Differential Patterns of Subcortical Activity Evoked by Glial GLT-1 Blockade in Prelimbic and Infralimbic Cortex: Relationship to Antidepressant-Like Effects in Rats.

Background: Glutamatergic neurotransmission has emerged as a novel target in antidepressant drug development, with a critical role of the ventral anterior cingulate cortex. We recently reported that blockade of the astrocytic glutamate transporter GLT-1 with dihydrokainic acid in infralimbic cortex (rodent equivalent of ventral anterior cingulate cortex), but not in the adjacent prelimbic cortex, evoked robust antidepressant-like effects through α-amino-3-hydroxy-5-methyl-4-isoxazolepropionic acid receptor activation and increased serotonin release.
Methods: 2-deoxy-2-[18F]-fluoro-D-glucose-positron emission tomography and computed tomography in 36 male Wistar rats microinfused bilaterally in prelimbic cortex or infralimbic cortex with dihydrokainic acid or vehicle.
Results: Dihydrokainic acid microinfusion in infralimbic cortex and prelimbic cortex evoked dramatically different regional patterns of subcortical activity. In infralimbic cortex, dihydrokainic acid selectively affected midbrain areas, whereas in prelimbic cortex it affected the basal ganglia, the thalamus, and both superior and inferior colliculi. Conclusions: These results highlight the differential connectivity of infralimbic and prelimbic cortex with subcortical brain regions and support the involvement of infralimbic cortex-midbrain pathway in the antidepressant-like effects of dihydrokainic acid.

Significance Statement

The glutamatergic system is a potential target to develop fast-acting antidepressants. On the other hand, glial cells tightly control glutamatergic synapses. We recently reported that boosting glutamatergic neurotransmission by inhibiting astrocytic glutamate uptake in a ventral area of the rat prefrontal cortex (infralimbic, IL; but not in the neighboring prelimbic cortex, PrL) evoked rapid and robust antidepressant-like effects. Using microPET scan, we show that the blockade of astrocytic glutamate uptake in IL and PrL evokes dramatically different patterns of brain activity, showing at the same time that IL-midbrain circuits (possibly involving serotonergic neurotransmission) underlie the reported antidepressant effects.

Introduction

The glutamatergic system is emerging as a promising venue for the development of fast-acting antidepressant treatments, given the immediate and persistent antidepressant effects of the noncompetitive N-methyl-D-aspartate receptor antagonist ketamine (Zarate et al., 2006). Its unique properties appear to result from the activation of α-amino-3-hydroxy-5-methyl-4-isoxazolepropionic acid (AMPA) receptors by a metabolite (2S,6S;2R,6R)-hydroxynorketamine (Zanos et al., 2016) and by an increased synaptic plasticity evoked by mTOR signaling in rat medial prefrontal cortex (mPFC) (Li et al., 2010).

_INPUT DATA_
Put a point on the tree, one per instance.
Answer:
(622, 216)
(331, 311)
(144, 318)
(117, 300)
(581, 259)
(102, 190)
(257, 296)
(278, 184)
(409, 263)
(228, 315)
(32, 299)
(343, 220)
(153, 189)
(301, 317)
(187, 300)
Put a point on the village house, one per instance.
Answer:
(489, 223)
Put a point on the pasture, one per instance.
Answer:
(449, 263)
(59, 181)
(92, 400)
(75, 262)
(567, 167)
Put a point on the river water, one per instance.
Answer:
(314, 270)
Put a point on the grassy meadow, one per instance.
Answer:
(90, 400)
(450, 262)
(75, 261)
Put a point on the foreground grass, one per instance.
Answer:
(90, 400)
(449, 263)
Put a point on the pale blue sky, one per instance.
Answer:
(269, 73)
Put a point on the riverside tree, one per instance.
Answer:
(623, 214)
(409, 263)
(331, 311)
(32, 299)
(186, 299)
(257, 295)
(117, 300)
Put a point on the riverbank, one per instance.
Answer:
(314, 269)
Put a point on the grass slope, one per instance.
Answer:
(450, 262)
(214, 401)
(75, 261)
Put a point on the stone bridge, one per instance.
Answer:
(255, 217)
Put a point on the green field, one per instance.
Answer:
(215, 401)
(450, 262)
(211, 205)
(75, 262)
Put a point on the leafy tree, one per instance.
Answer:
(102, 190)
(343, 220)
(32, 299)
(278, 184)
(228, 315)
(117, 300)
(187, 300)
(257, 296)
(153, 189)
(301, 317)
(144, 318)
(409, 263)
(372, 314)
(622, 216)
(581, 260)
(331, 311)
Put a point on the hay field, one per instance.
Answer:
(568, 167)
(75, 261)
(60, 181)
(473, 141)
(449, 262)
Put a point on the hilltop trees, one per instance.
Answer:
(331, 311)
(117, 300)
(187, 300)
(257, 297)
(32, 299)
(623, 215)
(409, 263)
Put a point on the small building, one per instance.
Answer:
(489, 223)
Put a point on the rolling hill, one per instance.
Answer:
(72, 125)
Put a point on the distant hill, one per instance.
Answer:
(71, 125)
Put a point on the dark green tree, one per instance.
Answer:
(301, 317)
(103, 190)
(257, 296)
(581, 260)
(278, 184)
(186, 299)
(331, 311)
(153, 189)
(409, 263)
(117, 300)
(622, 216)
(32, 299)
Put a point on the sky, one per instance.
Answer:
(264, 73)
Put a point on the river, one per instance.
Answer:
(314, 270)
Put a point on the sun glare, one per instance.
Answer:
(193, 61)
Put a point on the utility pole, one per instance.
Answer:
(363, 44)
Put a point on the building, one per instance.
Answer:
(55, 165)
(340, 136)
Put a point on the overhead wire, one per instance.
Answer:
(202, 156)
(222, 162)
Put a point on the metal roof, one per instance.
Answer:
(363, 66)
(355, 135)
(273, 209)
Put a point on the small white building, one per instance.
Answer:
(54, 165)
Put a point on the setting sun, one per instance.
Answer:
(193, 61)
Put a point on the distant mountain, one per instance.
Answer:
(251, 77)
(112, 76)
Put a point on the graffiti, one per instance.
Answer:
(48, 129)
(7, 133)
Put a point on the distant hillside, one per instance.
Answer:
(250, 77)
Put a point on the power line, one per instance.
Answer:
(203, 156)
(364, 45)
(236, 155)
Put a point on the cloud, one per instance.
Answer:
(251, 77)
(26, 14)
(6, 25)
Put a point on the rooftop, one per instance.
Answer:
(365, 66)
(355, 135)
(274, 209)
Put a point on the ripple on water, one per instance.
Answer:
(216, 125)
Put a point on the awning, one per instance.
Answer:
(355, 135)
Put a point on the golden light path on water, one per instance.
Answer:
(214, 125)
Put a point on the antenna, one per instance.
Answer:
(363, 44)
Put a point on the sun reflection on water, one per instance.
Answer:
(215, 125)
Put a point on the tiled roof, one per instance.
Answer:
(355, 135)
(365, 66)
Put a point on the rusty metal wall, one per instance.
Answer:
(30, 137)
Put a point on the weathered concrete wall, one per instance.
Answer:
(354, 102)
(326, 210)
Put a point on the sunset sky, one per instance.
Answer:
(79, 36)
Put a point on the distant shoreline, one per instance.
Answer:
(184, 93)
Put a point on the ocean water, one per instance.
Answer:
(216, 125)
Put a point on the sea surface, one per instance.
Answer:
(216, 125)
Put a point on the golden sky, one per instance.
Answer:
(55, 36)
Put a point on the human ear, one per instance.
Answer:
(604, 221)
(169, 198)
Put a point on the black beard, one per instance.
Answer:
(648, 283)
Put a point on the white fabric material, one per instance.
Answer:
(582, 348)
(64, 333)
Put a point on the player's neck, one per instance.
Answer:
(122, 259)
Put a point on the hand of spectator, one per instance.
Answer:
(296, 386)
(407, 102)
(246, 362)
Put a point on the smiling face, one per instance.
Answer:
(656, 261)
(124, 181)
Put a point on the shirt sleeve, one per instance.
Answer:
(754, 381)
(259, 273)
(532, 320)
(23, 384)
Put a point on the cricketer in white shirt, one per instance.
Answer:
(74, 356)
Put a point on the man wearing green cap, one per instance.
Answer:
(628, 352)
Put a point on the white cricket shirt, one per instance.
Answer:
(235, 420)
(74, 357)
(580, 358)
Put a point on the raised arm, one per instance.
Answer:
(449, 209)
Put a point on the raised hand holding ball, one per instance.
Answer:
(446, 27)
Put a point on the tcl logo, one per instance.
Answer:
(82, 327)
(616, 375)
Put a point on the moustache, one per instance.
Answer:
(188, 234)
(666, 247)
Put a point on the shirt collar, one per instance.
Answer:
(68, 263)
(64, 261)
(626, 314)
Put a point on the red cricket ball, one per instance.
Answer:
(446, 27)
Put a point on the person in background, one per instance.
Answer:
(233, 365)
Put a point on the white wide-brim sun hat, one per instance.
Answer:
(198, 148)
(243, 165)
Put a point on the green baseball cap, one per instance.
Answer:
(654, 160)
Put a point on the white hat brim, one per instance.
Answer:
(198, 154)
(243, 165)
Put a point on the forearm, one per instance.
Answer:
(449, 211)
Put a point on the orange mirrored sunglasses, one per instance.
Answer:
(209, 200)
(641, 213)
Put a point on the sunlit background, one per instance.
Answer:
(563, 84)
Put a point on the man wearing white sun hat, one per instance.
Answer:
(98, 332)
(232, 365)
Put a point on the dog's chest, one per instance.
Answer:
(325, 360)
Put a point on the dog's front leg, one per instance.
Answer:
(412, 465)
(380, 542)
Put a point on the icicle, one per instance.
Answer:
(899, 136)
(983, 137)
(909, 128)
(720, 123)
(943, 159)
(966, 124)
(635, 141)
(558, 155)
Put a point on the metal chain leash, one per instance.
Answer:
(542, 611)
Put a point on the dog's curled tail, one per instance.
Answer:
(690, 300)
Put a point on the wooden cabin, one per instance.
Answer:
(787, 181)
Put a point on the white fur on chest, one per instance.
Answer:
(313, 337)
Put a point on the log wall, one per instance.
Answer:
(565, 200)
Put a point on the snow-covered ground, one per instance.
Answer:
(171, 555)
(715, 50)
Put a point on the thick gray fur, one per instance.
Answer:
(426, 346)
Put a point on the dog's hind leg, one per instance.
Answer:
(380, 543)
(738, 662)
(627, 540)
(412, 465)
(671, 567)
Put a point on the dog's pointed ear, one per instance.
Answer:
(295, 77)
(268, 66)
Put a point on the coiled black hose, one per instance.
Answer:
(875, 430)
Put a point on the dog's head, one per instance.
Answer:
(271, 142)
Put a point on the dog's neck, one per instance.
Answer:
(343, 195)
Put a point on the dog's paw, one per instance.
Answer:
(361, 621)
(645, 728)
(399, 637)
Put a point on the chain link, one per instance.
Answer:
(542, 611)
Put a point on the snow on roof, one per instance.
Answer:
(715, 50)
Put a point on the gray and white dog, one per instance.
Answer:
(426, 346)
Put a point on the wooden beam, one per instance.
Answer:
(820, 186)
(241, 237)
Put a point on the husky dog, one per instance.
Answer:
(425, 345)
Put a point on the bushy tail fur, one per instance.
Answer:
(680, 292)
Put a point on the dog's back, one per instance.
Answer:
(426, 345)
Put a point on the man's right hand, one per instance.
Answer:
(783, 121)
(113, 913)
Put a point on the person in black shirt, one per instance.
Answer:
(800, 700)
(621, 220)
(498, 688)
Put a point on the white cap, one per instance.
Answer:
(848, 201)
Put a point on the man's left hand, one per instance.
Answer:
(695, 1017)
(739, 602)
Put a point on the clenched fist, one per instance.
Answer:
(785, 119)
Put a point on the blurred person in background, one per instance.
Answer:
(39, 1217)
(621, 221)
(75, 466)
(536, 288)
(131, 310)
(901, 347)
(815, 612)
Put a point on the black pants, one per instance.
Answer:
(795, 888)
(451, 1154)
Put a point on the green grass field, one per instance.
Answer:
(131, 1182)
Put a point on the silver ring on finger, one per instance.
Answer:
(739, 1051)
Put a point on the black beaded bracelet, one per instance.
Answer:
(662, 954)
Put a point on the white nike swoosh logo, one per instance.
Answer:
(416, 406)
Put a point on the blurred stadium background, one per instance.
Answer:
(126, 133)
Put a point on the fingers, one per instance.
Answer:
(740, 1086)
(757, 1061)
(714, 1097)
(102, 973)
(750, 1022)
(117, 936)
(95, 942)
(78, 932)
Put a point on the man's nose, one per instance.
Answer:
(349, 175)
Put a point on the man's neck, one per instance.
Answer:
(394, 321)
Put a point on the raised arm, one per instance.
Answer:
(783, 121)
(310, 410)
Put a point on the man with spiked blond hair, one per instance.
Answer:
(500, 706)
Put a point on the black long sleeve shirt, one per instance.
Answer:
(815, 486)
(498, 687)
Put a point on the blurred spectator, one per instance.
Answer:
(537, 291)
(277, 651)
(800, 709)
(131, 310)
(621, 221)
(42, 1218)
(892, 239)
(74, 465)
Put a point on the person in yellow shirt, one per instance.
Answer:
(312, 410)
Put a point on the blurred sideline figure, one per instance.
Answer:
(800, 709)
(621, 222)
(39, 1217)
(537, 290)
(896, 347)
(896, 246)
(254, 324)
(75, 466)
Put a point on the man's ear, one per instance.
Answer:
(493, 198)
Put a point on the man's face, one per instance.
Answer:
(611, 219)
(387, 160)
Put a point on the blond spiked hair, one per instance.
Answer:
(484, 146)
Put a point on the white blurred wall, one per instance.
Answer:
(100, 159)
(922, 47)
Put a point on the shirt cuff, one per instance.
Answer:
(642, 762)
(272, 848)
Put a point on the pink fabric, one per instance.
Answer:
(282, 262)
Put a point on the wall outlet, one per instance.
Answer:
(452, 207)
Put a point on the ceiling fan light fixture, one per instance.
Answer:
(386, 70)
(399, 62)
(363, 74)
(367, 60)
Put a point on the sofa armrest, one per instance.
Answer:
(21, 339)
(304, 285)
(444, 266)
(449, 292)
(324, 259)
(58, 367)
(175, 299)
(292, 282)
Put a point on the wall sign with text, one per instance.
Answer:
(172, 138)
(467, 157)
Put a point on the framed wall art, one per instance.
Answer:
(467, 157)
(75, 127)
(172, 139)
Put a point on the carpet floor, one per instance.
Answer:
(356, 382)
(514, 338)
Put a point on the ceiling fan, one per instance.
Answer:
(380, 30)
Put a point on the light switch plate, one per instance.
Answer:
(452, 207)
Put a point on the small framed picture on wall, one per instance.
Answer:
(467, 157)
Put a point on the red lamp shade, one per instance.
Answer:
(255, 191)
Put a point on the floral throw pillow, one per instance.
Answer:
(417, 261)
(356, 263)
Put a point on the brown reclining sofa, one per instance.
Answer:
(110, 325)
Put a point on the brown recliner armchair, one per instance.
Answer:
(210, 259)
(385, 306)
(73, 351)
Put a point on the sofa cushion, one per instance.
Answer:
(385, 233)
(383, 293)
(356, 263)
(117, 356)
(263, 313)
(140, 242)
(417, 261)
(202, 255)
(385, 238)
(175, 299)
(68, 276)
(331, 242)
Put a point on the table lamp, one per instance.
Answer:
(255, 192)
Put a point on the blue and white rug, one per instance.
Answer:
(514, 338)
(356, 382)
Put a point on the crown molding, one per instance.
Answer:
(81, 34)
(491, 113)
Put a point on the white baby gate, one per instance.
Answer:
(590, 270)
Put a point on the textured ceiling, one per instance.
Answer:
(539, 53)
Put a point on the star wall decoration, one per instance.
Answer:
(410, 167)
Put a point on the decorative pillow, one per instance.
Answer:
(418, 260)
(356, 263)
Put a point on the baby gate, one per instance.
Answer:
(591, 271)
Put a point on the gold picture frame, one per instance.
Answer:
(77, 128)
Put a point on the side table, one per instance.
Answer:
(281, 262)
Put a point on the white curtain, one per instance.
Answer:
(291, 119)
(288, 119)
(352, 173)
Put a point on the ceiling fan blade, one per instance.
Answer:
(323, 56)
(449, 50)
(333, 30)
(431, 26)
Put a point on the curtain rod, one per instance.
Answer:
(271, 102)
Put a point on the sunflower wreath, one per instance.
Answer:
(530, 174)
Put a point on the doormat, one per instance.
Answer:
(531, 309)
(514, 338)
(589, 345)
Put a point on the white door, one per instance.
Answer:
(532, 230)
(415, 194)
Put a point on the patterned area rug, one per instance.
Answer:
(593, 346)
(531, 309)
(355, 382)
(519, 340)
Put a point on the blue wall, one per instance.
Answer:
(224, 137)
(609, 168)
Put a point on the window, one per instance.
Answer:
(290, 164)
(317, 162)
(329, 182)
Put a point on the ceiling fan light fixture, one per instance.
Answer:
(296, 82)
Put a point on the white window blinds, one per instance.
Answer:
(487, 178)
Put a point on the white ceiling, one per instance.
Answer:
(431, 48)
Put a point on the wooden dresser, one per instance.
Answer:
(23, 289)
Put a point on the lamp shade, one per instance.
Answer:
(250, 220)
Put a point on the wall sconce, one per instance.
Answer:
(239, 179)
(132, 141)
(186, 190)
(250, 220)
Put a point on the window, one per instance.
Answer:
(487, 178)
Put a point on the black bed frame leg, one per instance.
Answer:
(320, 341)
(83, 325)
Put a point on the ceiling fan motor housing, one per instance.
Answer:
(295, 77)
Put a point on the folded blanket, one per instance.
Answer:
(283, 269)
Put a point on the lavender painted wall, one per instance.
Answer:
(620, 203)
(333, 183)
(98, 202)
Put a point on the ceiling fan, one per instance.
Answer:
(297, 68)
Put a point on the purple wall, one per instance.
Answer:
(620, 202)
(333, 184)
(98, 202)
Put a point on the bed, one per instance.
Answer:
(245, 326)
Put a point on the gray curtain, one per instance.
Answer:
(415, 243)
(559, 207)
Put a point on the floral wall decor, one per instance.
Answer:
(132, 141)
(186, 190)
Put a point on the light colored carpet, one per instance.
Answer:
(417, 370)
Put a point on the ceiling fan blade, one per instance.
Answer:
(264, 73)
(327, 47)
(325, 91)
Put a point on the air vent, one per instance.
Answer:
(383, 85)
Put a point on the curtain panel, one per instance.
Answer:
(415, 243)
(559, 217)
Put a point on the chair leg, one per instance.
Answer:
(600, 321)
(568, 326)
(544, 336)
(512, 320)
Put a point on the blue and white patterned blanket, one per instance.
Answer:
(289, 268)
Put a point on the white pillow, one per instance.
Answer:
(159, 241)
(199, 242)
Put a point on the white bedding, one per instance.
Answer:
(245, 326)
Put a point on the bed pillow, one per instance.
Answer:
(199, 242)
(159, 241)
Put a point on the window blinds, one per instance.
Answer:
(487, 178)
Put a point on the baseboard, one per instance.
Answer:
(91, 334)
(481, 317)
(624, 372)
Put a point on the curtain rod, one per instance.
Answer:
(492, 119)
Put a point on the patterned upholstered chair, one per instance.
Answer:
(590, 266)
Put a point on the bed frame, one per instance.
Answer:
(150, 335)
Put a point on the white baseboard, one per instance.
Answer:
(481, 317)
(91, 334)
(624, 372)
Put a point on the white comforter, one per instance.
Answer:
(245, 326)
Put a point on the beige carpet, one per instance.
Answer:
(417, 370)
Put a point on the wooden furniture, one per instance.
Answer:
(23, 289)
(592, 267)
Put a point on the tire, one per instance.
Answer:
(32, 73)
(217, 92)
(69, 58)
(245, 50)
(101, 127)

_EXERCISE REQUIREMENTS_
In the text on GLT-1 blockade in rats, which brain regions did dihydrokainic acid affect when microinfused in prelimbic cortex?

_OUTPUT_
The basal ganglia, the thalamus, and both superior and inferior colliculi.